§ WRITTEN EXERCISE 1:
Gather every line of the records below that contains the string "white", paying attention to case.

- Born: June 23, 1908 Greenville, Georgia, U.S.
- Died: December 24, 1972 (aged 64) New York City, US
- Genres: Jazz
- Occupations: Musician, arranger
- Instrument: Trombone
- Years active: 1930s–1970s

= Eli Robinson =

American trombonist and arranger (1908–1972)

Eli Robinson (June 23, 1908 – December 24, 1972) was an American jazz trombonist and arranger.

After working in Cincinnati in bands led by Speed Webb and Zack Whyte, as well as McKinney's Cotton Pickers, and making his first recordings in 1935 with Blanche Calloway.

In 1936, he moved to New York City, where he was a member of the Teddy Hill and Willie Bryant big bands and the Mills Blue Rhythm Band. Three years later he played with Roy Eldridge and joined the big band of Lucky Millinder. Beginning in 1941, he spent several years as a member of the Count Basie Orchestra. He returned to working with Millinder, then joined Buddy Tate in 1954. Robinson never recorded as a leader.

(Data taken from a collection)
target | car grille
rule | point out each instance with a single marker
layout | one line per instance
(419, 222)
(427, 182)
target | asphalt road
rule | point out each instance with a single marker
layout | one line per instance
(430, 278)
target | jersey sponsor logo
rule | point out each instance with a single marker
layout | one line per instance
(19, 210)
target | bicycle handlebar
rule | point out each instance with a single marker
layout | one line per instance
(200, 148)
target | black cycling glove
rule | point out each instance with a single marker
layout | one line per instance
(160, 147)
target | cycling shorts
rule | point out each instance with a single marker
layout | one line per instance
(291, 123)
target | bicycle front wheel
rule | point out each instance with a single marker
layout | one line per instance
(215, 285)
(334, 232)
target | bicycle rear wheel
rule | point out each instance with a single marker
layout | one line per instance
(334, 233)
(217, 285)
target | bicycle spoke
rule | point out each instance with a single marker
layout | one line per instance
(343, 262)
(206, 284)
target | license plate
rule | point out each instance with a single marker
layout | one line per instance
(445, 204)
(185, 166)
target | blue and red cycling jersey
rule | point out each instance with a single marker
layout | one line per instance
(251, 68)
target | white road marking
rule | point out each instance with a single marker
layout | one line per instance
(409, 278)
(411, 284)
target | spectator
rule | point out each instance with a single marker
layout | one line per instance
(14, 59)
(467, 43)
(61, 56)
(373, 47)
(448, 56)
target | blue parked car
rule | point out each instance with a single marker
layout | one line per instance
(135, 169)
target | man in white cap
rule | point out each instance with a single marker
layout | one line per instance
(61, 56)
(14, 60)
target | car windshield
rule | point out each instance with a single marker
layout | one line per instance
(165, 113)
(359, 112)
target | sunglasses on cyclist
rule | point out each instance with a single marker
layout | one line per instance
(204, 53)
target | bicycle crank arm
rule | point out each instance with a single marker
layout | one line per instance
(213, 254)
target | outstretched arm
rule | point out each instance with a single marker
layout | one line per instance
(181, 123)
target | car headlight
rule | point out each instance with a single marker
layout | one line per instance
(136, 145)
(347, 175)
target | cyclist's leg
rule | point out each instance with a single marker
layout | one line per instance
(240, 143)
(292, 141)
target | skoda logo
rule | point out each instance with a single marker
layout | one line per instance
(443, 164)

---

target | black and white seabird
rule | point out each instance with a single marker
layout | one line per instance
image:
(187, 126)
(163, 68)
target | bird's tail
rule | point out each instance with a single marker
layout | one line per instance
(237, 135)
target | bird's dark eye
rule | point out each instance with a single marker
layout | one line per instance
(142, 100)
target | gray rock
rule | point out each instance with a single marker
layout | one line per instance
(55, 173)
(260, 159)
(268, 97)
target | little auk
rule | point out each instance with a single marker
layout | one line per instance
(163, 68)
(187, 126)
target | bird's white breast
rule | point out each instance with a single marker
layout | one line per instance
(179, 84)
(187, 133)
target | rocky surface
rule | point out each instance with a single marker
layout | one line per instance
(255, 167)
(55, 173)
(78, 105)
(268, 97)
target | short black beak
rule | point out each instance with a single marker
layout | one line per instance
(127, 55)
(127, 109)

§ WRITTEN EXERCISE 2:
Summarize the Eli Robinson biography above in two sentences.

§ FULL ANSWER 1:
target | white road marking
target | man in white cap
target | black and white seabird
target | bird's white breast

§ FULL ANSWER 2:
Eli Robinson (June 23, 1908 – December 24, 1972) was an American jazz trombonist and arranger who moved to New York City in 1936 and became a member of the Teddy Hill and Willie Bryant big bands and the Mills Blue Rhythm Band. He later played with Roy Eldridge, joined Lucky Millinder's big band, spent several years with the Count Basie Orchestra beginning in 1941, and joined Buddy Tate in 1954, but he never recorded as a leader.